# WORK TO COMPLETE
Word for word, restate the line containing "Identify the adobe" and all the lines that come after it in the entries below. Include nothing from before it.

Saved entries
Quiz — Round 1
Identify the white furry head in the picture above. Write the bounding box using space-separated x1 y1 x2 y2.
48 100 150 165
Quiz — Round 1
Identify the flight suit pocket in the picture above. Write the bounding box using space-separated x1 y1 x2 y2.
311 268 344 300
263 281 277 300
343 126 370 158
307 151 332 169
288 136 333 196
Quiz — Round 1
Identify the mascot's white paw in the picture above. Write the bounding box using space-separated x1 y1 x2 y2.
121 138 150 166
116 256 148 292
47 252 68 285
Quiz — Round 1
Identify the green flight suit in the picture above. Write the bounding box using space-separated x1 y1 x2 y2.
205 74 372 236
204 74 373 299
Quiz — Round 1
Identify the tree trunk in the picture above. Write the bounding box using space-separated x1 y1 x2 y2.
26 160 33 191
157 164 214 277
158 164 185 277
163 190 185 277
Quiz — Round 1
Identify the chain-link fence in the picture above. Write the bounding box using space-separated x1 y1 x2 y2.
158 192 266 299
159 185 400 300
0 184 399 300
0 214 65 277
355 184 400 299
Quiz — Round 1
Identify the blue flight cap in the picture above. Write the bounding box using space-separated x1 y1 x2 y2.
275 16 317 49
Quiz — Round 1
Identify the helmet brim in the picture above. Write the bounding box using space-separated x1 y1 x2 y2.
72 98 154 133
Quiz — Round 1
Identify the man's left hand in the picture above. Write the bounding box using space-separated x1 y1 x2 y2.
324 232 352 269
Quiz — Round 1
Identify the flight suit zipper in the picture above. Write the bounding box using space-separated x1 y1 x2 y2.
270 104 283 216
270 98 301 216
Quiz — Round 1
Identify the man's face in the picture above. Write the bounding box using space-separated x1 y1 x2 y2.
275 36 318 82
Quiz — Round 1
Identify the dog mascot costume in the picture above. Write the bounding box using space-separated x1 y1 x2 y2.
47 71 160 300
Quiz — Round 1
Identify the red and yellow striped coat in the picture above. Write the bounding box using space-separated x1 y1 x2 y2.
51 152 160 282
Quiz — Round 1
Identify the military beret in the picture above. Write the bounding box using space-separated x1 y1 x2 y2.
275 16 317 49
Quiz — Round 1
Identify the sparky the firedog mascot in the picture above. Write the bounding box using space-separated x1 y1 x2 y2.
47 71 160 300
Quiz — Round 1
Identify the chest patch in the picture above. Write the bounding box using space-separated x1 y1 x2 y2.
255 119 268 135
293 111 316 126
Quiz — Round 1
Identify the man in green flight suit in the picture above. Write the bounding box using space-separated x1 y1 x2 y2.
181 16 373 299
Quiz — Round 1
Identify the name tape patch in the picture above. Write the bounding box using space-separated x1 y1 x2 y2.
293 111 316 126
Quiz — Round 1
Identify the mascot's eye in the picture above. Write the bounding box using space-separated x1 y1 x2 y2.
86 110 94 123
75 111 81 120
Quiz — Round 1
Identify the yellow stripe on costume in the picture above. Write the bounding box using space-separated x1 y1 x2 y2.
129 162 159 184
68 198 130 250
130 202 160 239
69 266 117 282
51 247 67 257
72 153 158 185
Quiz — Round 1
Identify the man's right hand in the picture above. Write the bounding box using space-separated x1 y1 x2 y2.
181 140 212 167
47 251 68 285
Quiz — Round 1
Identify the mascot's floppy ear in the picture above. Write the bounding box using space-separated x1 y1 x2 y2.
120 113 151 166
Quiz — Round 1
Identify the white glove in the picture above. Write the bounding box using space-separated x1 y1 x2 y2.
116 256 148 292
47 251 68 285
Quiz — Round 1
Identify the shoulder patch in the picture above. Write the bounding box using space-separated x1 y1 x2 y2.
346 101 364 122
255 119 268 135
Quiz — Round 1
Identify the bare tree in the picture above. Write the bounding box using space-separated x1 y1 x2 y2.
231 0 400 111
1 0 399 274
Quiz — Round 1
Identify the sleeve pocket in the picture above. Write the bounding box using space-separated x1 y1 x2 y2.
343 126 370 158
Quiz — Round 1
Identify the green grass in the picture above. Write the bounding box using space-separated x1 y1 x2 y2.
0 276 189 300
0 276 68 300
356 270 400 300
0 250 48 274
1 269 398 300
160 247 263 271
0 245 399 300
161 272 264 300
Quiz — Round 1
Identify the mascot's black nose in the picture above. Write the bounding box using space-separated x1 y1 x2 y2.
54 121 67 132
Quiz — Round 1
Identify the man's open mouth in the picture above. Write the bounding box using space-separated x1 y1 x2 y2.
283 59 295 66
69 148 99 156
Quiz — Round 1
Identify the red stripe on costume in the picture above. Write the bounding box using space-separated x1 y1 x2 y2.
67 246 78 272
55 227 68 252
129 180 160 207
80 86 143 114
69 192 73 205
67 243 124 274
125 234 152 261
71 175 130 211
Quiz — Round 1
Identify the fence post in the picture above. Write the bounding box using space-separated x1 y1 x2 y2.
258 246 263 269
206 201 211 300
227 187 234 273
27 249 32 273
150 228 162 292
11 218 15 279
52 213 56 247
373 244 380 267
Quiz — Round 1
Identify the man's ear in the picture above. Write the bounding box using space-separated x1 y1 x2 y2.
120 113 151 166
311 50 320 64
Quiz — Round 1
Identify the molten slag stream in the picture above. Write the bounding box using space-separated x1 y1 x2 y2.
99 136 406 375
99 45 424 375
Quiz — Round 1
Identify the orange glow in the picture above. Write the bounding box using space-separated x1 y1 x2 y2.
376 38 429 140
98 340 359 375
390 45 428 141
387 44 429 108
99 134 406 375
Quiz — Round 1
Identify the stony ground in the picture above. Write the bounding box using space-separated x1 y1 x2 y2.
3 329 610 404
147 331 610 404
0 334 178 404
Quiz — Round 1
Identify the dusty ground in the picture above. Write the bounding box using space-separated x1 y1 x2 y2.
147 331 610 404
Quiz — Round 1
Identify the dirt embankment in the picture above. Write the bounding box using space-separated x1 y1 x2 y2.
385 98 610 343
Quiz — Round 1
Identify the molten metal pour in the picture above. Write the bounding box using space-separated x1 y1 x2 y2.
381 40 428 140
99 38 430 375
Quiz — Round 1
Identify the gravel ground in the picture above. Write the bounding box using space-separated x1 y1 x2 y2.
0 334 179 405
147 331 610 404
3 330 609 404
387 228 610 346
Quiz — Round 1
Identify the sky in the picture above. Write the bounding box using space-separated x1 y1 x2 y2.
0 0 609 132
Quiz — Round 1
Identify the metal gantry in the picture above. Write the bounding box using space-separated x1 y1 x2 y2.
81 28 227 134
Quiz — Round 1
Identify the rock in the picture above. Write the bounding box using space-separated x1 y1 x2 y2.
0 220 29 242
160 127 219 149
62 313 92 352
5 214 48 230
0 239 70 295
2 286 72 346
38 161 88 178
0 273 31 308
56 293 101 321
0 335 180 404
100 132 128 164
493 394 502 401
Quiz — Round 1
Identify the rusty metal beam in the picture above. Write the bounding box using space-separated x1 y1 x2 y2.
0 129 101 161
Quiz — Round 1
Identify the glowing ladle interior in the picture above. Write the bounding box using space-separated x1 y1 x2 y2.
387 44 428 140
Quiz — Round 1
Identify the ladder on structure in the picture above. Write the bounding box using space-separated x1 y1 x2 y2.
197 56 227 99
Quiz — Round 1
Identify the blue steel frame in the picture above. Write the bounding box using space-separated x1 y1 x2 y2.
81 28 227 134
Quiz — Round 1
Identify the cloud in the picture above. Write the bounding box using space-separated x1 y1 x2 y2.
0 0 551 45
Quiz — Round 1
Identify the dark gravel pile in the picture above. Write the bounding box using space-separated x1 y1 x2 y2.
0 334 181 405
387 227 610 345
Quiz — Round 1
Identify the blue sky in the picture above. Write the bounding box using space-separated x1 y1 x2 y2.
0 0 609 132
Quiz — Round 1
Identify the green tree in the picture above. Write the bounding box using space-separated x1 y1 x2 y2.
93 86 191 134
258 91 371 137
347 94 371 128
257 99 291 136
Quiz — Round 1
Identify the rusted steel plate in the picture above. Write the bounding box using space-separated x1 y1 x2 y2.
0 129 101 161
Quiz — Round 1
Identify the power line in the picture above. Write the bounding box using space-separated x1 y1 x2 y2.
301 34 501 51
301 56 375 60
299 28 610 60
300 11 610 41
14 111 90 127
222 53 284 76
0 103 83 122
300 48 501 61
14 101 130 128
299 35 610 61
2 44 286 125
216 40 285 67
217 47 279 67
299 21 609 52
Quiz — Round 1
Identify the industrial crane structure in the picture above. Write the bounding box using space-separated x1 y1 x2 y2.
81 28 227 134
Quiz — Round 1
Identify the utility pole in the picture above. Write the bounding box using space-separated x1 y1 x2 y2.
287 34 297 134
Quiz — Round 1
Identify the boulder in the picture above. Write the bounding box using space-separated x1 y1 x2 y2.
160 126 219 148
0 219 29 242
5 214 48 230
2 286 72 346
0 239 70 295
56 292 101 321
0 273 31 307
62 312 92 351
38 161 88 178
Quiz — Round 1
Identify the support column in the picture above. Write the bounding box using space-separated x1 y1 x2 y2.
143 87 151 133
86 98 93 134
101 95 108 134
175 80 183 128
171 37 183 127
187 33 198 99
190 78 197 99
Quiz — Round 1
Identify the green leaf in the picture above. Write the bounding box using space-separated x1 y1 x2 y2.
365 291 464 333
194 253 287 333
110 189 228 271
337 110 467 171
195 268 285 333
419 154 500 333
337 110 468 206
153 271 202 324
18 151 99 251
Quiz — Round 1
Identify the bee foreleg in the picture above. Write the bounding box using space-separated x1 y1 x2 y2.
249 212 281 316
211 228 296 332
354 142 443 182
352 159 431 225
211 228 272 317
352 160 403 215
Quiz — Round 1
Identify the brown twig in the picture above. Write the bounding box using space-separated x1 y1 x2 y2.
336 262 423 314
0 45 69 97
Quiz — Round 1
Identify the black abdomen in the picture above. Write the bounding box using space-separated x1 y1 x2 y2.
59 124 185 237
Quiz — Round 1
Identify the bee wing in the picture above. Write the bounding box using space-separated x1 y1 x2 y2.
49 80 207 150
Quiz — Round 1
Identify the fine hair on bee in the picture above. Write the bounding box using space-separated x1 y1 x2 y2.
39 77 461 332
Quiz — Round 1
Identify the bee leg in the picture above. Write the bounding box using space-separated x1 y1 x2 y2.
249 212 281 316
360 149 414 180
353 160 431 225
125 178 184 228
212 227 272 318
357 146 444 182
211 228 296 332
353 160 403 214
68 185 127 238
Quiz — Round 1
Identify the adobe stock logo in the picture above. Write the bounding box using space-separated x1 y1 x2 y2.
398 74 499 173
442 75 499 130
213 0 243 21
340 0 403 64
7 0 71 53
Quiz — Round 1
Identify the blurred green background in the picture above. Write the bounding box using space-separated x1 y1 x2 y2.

# SOLUTION
Identify the adobe stock logo in the picture above. Write the bounding box using space-separated x1 y1 x2 y2.
398 74 499 173
442 75 499 130
213 0 243 21
340 0 403 64
7 0 71 53
Quiz — Round 1
Identify the blurred green background in the picture above. Write the bounding box using space-separated x1 y1 x2 y2.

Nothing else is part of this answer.